To be done ::
Identify each line in the data below that contains the word "white" and copy those lines in full. Case matters.

===============

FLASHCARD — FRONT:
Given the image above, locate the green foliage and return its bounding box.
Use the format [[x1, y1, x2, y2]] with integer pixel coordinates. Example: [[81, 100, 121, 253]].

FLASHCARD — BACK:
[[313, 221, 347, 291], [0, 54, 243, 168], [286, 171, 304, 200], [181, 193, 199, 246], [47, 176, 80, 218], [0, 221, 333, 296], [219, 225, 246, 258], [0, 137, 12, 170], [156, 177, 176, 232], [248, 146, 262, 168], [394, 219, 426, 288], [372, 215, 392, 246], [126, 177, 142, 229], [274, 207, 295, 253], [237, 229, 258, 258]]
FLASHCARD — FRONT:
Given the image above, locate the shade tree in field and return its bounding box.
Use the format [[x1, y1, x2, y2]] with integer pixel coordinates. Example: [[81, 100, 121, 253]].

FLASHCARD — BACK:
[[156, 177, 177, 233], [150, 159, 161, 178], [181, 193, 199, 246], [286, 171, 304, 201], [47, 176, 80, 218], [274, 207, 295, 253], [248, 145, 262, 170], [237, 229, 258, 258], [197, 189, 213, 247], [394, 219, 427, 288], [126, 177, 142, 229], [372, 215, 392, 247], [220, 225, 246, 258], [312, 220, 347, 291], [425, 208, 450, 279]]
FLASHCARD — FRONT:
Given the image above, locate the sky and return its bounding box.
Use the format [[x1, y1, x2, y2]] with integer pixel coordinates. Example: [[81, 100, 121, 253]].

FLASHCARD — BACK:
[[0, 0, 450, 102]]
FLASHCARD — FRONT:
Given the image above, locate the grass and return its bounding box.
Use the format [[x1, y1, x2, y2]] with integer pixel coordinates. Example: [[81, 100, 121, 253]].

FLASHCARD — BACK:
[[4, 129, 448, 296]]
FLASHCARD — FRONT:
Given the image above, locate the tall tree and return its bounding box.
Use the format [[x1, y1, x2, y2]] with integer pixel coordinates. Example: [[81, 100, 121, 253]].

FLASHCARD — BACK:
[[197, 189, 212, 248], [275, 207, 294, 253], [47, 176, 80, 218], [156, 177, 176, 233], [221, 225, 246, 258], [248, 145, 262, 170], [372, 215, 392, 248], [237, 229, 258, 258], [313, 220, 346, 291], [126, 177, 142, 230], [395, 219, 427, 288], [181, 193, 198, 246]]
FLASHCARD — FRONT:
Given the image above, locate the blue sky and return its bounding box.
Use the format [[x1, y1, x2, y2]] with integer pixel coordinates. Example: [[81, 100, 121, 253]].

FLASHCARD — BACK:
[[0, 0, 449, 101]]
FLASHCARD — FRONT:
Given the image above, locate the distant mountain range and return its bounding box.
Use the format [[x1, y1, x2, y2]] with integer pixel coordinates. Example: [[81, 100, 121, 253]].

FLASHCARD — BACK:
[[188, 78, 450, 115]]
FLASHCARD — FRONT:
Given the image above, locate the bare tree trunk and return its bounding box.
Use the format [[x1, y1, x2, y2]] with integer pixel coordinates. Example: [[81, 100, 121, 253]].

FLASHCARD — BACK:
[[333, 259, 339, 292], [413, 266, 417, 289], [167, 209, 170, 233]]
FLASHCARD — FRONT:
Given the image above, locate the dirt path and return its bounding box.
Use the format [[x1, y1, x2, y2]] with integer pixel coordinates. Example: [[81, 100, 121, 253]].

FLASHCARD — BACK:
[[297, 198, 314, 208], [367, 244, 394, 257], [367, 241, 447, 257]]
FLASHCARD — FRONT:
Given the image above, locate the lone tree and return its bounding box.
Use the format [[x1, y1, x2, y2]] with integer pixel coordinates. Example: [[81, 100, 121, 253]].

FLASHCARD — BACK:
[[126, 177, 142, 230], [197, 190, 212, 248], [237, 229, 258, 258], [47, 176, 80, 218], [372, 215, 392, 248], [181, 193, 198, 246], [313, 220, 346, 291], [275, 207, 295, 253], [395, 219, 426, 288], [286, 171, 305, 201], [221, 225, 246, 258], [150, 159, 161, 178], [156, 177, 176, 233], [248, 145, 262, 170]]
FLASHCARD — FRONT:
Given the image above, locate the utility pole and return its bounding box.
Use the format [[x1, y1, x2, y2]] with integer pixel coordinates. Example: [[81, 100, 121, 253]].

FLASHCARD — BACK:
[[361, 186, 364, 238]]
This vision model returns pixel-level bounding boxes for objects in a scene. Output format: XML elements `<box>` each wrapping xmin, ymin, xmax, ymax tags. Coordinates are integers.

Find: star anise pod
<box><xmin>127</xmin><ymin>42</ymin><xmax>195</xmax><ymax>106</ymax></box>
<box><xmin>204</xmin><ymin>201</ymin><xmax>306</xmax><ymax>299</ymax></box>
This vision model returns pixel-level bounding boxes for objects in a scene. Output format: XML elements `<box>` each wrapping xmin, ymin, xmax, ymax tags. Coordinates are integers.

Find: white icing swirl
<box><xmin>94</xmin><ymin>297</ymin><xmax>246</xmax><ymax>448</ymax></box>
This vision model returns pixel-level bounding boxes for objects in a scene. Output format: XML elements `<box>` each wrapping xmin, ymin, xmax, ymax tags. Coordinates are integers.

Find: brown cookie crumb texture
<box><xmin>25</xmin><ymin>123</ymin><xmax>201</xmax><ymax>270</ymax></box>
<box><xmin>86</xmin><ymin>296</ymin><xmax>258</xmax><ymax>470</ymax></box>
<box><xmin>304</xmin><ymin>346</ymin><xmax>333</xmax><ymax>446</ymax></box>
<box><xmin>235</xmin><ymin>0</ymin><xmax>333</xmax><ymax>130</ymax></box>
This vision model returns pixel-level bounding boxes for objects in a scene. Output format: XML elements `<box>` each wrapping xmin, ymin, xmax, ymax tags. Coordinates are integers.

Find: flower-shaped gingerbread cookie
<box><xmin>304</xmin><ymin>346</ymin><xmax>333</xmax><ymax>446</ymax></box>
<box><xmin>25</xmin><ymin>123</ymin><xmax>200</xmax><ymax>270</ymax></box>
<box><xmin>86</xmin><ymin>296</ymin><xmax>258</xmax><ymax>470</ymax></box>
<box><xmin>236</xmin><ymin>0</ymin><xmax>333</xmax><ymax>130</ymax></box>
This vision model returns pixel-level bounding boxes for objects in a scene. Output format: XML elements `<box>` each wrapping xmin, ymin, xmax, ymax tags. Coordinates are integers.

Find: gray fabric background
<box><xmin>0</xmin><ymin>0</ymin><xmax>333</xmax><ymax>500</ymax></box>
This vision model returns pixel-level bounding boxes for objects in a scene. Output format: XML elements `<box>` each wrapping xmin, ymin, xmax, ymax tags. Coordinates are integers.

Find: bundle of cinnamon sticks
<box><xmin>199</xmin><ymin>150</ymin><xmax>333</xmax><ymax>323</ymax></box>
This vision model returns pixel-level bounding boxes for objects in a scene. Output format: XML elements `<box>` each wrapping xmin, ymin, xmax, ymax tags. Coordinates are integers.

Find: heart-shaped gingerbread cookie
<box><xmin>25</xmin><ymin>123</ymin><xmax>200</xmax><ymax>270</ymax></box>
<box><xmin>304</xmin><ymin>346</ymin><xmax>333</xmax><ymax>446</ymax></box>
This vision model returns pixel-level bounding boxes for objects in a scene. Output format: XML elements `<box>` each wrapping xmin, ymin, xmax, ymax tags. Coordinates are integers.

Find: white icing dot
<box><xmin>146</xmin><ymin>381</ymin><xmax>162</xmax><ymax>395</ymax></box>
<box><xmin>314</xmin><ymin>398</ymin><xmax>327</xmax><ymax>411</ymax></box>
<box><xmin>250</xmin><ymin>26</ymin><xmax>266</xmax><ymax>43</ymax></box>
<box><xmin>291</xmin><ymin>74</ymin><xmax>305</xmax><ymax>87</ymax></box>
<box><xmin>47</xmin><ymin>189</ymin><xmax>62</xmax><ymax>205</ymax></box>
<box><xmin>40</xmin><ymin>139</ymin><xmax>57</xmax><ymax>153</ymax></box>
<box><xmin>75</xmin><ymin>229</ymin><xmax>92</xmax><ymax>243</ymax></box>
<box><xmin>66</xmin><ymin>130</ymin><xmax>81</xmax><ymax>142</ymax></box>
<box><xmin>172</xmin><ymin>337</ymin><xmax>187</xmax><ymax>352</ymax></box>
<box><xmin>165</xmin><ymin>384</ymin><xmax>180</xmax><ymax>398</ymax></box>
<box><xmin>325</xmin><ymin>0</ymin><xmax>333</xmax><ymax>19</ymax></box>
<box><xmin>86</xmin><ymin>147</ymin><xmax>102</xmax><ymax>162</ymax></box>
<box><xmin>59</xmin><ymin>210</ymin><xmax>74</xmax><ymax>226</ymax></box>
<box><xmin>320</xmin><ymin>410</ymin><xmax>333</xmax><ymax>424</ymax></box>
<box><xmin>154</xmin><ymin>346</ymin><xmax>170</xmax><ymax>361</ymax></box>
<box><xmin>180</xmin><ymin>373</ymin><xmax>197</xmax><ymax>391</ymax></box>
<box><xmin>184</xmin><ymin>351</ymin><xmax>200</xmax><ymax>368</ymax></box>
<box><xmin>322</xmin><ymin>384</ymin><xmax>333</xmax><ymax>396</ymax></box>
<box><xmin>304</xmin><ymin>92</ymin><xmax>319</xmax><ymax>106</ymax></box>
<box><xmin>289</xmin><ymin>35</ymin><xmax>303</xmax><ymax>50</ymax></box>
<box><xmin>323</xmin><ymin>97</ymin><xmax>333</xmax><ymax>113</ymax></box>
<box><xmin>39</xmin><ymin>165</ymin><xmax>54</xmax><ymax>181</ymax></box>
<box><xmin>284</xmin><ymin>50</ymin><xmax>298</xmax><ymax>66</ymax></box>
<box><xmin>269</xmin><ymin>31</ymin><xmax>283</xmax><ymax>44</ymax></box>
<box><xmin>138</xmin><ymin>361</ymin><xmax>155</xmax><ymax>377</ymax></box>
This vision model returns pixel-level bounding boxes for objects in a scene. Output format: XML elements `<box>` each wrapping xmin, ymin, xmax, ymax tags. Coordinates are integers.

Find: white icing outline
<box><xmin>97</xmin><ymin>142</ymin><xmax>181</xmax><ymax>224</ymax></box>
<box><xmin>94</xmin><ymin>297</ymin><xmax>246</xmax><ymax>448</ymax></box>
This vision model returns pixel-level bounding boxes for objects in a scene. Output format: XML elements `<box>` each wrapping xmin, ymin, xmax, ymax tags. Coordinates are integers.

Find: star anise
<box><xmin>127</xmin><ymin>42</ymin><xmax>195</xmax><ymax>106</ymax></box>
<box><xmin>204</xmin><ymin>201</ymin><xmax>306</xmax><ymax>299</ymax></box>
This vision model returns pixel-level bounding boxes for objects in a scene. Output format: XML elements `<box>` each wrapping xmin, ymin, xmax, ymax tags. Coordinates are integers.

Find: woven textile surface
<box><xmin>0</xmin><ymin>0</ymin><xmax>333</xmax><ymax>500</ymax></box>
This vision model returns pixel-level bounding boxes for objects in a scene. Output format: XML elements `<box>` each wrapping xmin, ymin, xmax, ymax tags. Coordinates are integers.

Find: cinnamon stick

===============

Answer to the exercise ::
Find: white icing swirl
Find: white icing dot
Find: white icing outline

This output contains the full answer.